Written problem: Copy out the stretch from the line containing "Please locate the bare tree" through the end of the items, requests included, adding 85 to every number in the point coordinates.

Data rows:
+++++

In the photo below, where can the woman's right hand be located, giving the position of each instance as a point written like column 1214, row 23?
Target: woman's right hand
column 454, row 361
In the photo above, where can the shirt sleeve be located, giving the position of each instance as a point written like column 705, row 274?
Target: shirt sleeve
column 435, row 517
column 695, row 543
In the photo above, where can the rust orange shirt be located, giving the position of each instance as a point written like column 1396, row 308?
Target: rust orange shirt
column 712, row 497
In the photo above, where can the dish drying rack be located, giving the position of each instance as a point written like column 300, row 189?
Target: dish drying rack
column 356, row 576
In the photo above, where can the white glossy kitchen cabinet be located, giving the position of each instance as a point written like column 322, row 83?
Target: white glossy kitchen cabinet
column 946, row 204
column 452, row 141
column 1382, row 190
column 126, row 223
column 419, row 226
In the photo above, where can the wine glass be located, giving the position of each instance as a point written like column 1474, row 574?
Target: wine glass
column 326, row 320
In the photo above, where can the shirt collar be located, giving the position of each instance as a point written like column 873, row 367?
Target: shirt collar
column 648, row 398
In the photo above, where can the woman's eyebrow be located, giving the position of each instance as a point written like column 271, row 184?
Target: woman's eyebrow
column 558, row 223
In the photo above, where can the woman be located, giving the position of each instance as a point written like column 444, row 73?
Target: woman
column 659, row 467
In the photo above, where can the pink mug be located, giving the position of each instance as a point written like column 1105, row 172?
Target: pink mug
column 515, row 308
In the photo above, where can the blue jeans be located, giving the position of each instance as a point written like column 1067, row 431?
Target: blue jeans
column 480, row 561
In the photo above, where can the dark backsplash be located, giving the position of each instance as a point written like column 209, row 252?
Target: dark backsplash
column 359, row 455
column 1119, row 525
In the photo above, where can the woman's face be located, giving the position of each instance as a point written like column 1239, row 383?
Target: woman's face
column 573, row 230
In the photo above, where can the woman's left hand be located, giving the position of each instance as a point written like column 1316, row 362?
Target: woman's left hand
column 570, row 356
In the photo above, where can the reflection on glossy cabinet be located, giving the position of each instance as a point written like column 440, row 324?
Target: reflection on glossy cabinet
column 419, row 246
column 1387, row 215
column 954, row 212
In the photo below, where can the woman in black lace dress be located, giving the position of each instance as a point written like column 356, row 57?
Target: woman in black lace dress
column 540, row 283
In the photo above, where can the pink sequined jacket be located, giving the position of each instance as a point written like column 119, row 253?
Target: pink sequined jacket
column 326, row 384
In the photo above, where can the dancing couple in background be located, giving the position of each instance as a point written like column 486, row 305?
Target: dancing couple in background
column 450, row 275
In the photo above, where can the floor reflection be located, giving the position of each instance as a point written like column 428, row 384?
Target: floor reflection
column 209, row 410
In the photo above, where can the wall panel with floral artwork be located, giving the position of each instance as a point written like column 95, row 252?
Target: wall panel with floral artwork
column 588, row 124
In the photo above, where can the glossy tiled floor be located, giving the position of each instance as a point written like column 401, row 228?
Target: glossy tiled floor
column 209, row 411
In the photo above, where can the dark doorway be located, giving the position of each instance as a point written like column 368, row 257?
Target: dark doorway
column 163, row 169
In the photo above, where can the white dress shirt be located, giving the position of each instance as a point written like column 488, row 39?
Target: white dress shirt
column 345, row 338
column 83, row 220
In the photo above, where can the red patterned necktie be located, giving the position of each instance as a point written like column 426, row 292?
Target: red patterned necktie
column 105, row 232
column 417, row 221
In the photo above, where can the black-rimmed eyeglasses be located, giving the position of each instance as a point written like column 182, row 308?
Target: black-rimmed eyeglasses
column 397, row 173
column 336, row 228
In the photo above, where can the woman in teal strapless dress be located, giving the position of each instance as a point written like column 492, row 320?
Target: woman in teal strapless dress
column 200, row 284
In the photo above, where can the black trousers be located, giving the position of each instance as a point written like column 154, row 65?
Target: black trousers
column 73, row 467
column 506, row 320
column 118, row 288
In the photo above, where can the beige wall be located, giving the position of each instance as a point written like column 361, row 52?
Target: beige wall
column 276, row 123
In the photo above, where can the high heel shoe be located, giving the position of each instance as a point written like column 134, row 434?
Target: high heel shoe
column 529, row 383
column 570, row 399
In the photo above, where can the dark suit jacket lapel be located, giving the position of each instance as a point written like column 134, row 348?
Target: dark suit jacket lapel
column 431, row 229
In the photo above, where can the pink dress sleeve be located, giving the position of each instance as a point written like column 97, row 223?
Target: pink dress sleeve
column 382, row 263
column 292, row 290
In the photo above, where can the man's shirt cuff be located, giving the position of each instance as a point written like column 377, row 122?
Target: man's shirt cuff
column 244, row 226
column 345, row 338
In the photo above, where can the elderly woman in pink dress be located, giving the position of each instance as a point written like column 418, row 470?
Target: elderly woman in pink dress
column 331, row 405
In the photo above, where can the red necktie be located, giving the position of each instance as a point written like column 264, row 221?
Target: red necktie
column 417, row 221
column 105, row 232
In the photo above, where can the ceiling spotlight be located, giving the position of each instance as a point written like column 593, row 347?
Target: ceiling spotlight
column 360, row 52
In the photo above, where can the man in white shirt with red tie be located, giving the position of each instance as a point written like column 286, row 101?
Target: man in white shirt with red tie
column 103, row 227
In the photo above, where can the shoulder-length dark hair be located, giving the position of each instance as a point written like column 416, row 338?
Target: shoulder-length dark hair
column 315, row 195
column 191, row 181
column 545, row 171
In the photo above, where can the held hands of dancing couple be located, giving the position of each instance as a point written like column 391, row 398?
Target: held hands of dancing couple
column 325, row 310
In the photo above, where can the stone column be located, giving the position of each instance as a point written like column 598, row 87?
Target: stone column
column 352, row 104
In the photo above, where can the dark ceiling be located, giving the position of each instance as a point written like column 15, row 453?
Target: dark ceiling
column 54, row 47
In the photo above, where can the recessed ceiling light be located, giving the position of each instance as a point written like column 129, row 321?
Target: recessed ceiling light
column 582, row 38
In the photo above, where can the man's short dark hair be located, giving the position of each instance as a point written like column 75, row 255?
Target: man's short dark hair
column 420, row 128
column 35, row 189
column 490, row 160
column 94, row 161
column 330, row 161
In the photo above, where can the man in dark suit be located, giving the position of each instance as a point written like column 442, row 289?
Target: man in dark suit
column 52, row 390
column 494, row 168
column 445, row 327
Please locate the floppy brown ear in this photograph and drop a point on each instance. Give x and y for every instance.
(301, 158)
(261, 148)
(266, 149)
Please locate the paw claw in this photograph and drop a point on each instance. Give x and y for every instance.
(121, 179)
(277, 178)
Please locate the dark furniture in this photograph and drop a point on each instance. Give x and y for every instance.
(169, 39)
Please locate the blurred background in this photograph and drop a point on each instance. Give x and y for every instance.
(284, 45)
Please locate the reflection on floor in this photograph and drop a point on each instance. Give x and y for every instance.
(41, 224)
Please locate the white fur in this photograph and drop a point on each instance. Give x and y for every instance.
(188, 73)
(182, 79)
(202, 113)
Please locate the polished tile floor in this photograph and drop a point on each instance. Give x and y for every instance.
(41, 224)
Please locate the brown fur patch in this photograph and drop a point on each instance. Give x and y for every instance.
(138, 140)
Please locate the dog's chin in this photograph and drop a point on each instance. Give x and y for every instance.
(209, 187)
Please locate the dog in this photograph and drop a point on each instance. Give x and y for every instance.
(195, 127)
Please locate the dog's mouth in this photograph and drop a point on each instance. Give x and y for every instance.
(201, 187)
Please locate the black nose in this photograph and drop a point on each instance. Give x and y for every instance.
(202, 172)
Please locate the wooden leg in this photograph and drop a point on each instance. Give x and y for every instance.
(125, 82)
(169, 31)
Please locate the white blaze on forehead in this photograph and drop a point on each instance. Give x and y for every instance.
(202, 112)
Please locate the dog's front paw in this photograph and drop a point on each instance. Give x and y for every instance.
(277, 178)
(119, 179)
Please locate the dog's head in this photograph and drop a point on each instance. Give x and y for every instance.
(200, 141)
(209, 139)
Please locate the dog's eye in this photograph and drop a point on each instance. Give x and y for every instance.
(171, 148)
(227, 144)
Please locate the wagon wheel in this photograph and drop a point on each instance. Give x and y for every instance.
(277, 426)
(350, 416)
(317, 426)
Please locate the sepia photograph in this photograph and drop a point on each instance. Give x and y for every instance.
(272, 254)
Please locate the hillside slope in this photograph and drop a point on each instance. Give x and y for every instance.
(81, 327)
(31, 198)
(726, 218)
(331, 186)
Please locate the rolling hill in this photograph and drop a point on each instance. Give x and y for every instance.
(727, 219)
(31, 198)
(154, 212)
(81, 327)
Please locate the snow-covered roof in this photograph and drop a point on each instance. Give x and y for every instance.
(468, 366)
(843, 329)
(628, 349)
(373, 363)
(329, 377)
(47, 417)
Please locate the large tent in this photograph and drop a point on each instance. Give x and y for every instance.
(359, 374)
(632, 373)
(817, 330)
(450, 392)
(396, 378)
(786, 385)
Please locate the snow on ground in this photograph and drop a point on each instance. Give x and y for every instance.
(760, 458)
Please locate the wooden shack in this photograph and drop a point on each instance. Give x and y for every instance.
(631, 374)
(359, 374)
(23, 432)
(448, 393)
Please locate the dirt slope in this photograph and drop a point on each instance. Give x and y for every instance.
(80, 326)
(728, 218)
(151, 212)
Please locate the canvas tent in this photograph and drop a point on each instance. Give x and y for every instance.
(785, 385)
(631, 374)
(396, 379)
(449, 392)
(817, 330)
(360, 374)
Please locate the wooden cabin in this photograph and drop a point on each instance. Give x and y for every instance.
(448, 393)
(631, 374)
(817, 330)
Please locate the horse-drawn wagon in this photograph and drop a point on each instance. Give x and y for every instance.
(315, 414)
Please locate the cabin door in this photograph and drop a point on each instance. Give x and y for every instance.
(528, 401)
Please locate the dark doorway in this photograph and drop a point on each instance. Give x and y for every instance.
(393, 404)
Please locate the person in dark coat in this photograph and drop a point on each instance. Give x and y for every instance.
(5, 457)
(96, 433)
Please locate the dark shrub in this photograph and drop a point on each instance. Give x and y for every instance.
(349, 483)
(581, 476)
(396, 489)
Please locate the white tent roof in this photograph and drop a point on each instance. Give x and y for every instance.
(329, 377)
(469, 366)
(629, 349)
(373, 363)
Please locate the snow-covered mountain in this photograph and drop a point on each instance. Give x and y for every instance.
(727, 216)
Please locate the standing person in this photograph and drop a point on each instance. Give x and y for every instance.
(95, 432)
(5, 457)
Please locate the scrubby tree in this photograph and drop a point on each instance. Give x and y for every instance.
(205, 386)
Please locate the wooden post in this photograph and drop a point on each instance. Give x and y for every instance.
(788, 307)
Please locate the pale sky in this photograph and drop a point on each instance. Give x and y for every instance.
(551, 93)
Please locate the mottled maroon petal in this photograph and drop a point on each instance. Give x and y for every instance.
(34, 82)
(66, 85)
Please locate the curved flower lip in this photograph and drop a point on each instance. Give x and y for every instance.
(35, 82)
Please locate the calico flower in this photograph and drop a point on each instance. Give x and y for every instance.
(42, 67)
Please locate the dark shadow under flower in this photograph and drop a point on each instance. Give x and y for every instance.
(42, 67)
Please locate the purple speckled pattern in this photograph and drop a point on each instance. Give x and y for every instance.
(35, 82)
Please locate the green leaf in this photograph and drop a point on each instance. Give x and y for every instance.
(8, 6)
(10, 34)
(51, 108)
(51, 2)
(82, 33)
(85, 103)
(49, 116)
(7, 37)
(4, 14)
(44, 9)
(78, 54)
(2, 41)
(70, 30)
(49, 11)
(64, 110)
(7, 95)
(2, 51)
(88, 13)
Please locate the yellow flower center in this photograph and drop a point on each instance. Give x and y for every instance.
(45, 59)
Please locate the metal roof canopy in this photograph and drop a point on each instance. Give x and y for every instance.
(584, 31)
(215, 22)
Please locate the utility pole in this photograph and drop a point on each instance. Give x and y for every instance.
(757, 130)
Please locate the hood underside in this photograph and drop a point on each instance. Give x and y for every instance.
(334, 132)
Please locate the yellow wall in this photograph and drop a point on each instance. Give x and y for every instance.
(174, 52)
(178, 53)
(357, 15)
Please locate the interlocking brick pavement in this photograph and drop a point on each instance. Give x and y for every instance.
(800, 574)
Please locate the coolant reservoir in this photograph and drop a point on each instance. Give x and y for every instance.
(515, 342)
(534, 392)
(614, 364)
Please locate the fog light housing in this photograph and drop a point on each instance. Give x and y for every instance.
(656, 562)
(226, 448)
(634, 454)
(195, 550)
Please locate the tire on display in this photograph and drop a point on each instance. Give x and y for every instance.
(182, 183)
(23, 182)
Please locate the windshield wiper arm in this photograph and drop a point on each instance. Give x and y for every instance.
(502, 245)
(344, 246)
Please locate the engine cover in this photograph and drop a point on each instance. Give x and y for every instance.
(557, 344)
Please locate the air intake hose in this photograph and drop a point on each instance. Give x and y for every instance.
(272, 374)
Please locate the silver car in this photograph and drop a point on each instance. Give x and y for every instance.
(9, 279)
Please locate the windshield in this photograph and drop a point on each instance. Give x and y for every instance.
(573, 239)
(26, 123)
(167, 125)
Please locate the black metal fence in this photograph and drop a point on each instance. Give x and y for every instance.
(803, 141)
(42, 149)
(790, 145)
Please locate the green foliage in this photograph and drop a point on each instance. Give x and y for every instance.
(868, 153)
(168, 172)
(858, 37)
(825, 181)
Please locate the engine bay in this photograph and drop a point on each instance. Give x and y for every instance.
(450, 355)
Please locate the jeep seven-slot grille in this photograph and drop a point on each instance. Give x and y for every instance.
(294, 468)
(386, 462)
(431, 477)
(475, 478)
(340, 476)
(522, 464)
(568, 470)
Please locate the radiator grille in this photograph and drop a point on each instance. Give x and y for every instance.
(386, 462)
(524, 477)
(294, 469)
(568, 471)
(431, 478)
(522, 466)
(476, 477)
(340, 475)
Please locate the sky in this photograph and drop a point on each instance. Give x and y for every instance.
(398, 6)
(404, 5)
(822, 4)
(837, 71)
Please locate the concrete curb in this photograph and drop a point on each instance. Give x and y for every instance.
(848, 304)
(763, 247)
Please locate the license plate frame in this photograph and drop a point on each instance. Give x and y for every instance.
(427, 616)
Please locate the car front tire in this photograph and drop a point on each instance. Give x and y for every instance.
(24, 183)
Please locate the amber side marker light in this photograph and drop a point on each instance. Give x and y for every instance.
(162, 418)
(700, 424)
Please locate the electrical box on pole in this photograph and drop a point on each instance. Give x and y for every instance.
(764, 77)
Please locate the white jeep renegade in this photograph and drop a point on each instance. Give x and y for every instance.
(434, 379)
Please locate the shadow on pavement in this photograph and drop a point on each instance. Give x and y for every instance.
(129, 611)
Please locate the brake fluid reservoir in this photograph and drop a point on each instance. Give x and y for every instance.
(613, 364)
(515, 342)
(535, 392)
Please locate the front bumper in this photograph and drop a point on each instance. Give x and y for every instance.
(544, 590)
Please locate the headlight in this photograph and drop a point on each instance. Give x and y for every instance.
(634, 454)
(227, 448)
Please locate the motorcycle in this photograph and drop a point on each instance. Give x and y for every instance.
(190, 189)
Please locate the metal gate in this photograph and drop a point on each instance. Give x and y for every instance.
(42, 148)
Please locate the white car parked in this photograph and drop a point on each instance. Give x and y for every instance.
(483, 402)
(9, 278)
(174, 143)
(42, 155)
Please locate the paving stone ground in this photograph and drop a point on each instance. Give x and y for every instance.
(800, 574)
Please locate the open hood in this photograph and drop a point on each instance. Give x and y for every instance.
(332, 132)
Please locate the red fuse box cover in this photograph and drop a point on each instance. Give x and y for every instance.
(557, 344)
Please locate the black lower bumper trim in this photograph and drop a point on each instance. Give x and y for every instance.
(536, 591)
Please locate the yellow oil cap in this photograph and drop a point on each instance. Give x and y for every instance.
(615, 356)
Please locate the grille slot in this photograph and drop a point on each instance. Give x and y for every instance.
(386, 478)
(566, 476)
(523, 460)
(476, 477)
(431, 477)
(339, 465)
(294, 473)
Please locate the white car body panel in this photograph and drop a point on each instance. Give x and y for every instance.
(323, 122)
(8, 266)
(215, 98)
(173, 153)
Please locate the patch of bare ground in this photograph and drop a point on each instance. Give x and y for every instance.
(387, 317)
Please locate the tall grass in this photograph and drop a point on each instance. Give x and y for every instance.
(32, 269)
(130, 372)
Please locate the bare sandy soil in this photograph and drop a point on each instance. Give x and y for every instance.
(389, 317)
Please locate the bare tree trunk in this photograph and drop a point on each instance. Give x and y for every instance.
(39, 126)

+++++

The completed task:
Please locate the bare tree trunk in this photograph and drop a point on each instance. Give x and y for every instance.
(124, 211)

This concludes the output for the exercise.